Tujuan - Laporkan setiap baris data di bawah yang memuat kata "building" dengan menyalin baris itu secara utuh. Huruf besar dan huruf kecil dianggap berbeda.

***** Data Latihan Ini *****

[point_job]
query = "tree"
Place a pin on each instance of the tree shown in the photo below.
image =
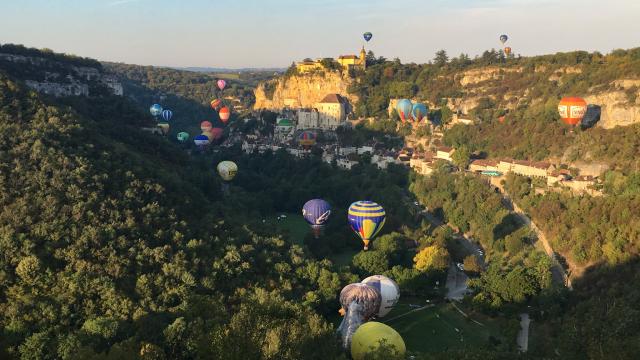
(432, 258)
(441, 58)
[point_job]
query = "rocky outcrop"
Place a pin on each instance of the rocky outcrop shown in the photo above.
(618, 108)
(475, 76)
(301, 91)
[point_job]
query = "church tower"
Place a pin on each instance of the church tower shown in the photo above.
(363, 58)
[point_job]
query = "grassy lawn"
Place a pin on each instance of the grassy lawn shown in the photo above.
(434, 329)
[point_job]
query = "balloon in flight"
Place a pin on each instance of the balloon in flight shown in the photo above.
(404, 108)
(182, 136)
(572, 110)
(227, 170)
(224, 114)
(205, 125)
(389, 292)
(316, 212)
(366, 219)
(369, 336)
(419, 111)
(155, 110)
(167, 115)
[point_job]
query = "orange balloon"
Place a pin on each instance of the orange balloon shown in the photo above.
(224, 113)
(572, 109)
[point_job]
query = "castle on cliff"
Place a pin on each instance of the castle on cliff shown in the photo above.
(348, 62)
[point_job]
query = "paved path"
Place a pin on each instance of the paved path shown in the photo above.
(523, 335)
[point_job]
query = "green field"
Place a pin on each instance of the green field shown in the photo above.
(434, 329)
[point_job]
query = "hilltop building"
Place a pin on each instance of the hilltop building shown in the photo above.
(328, 114)
(347, 62)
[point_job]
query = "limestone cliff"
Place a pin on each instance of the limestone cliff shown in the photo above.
(301, 90)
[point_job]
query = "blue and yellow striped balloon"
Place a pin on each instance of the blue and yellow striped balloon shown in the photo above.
(366, 219)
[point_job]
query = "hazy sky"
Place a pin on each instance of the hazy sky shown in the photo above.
(273, 33)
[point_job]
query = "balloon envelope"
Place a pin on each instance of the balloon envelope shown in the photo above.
(404, 108)
(419, 111)
(227, 170)
(167, 115)
(224, 114)
(155, 110)
(205, 126)
(201, 140)
(366, 219)
(182, 136)
(389, 292)
(572, 110)
(368, 337)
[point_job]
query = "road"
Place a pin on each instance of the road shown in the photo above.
(523, 334)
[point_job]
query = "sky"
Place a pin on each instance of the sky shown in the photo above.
(274, 33)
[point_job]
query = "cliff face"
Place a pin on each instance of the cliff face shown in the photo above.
(301, 90)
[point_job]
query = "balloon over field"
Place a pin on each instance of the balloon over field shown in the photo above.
(205, 126)
(316, 212)
(224, 114)
(404, 108)
(369, 336)
(182, 136)
(389, 292)
(201, 140)
(366, 219)
(572, 109)
(155, 110)
(167, 115)
(227, 170)
(419, 111)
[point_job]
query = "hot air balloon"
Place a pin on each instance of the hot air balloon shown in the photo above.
(366, 219)
(224, 114)
(205, 126)
(369, 336)
(167, 115)
(419, 111)
(359, 302)
(216, 133)
(307, 139)
(155, 110)
(404, 107)
(164, 126)
(201, 140)
(316, 212)
(389, 292)
(227, 170)
(572, 109)
(182, 136)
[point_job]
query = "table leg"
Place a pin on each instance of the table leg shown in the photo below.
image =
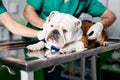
(93, 68)
(82, 62)
(26, 75)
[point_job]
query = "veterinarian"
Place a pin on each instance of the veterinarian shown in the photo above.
(36, 12)
(17, 29)
(13, 26)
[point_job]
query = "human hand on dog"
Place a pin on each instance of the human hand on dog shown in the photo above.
(95, 31)
(41, 34)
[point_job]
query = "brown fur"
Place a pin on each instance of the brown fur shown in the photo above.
(92, 43)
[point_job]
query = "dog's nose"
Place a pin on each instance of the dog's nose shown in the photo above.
(55, 31)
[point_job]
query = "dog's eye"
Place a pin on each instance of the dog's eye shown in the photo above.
(64, 30)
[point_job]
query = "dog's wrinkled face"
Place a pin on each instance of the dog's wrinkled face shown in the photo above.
(61, 29)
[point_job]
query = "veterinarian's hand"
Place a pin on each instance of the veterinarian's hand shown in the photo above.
(41, 35)
(95, 31)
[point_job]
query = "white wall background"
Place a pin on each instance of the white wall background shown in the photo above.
(15, 7)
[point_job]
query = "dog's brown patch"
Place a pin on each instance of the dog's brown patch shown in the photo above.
(92, 43)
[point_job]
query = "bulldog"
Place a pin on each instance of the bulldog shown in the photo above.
(63, 33)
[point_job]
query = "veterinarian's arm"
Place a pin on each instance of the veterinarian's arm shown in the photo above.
(31, 15)
(15, 27)
(108, 18)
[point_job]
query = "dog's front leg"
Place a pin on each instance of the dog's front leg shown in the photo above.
(74, 47)
(37, 46)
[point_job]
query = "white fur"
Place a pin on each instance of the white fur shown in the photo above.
(58, 30)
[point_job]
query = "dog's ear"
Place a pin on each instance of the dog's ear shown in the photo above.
(78, 23)
(52, 14)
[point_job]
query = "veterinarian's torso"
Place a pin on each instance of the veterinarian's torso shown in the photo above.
(44, 7)
(2, 8)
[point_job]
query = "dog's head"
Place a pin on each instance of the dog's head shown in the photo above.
(61, 28)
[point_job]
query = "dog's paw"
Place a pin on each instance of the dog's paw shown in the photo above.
(38, 46)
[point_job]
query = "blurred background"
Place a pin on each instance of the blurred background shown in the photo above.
(108, 65)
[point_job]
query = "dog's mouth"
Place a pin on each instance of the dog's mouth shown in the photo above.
(54, 36)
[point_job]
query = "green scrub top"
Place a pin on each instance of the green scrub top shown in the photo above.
(2, 8)
(44, 7)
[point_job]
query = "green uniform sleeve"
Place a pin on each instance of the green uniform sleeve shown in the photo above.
(36, 4)
(2, 8)
(96, 8)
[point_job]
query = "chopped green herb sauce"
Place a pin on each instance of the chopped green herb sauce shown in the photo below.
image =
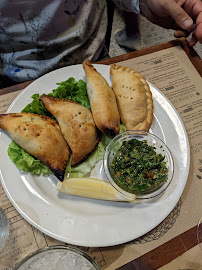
(137, 167)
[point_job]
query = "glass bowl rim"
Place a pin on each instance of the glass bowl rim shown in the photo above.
(124, 193)
(57, 247)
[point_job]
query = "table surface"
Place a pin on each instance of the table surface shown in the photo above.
(172, 249)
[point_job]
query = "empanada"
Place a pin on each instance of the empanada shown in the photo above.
(102, 100)
(134, 98)
(41, 137)
(76, 124)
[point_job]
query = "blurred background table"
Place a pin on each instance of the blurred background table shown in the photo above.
(174, 251)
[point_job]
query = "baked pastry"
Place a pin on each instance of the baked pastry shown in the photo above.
(76, 124)
(134, 98)
(102, 100)
(41, 137)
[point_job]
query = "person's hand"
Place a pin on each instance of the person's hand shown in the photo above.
(185, 16)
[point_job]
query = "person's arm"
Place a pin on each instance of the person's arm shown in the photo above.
(185, 16)
(128, 5)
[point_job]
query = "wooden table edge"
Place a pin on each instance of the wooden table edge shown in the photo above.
(161, 256)
(184, 241)
(182, 42)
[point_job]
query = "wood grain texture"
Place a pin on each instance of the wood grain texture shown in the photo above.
(182, 42)
(165, 253)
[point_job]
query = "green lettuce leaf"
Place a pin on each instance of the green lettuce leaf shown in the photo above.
(25, 161)
(69, 89)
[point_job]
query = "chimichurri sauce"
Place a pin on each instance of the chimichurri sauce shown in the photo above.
(137, 167)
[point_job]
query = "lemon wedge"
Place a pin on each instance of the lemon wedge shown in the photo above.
(91, 188)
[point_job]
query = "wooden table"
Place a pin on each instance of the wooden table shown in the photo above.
(187, 240)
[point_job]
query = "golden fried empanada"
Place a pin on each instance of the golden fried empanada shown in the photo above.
(77, 126)
(41, 137)
(102, 100)
(134, 98)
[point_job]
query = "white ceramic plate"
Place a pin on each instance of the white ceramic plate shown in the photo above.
(88, 222)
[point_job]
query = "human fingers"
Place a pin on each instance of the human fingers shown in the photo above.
(181, 18)
(183, 33)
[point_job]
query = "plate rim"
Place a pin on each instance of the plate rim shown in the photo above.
(30, 221)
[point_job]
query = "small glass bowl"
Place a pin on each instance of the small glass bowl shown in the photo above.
(58, 257)
(152, 140)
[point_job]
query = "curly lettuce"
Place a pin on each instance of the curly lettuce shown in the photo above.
(69, 89)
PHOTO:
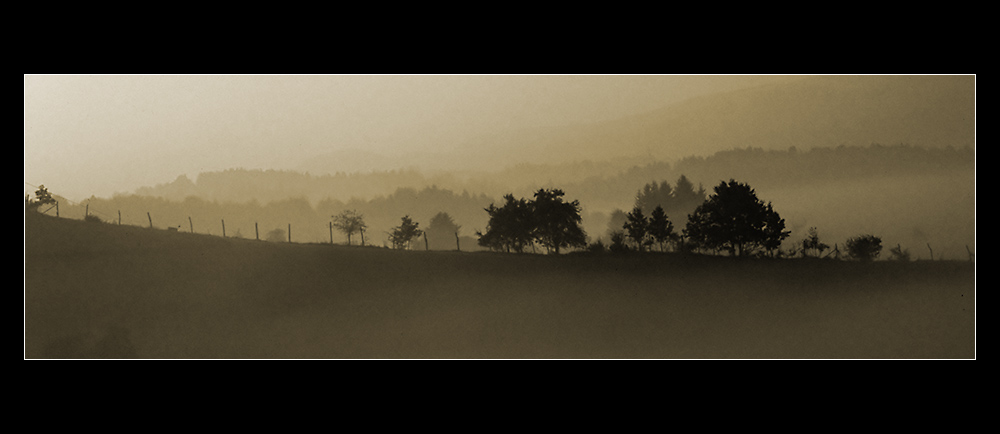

*****

Jawaban Berikut -
query = "hilltop building"
Place a pin on each instance of the hilltop building shown in the photo above.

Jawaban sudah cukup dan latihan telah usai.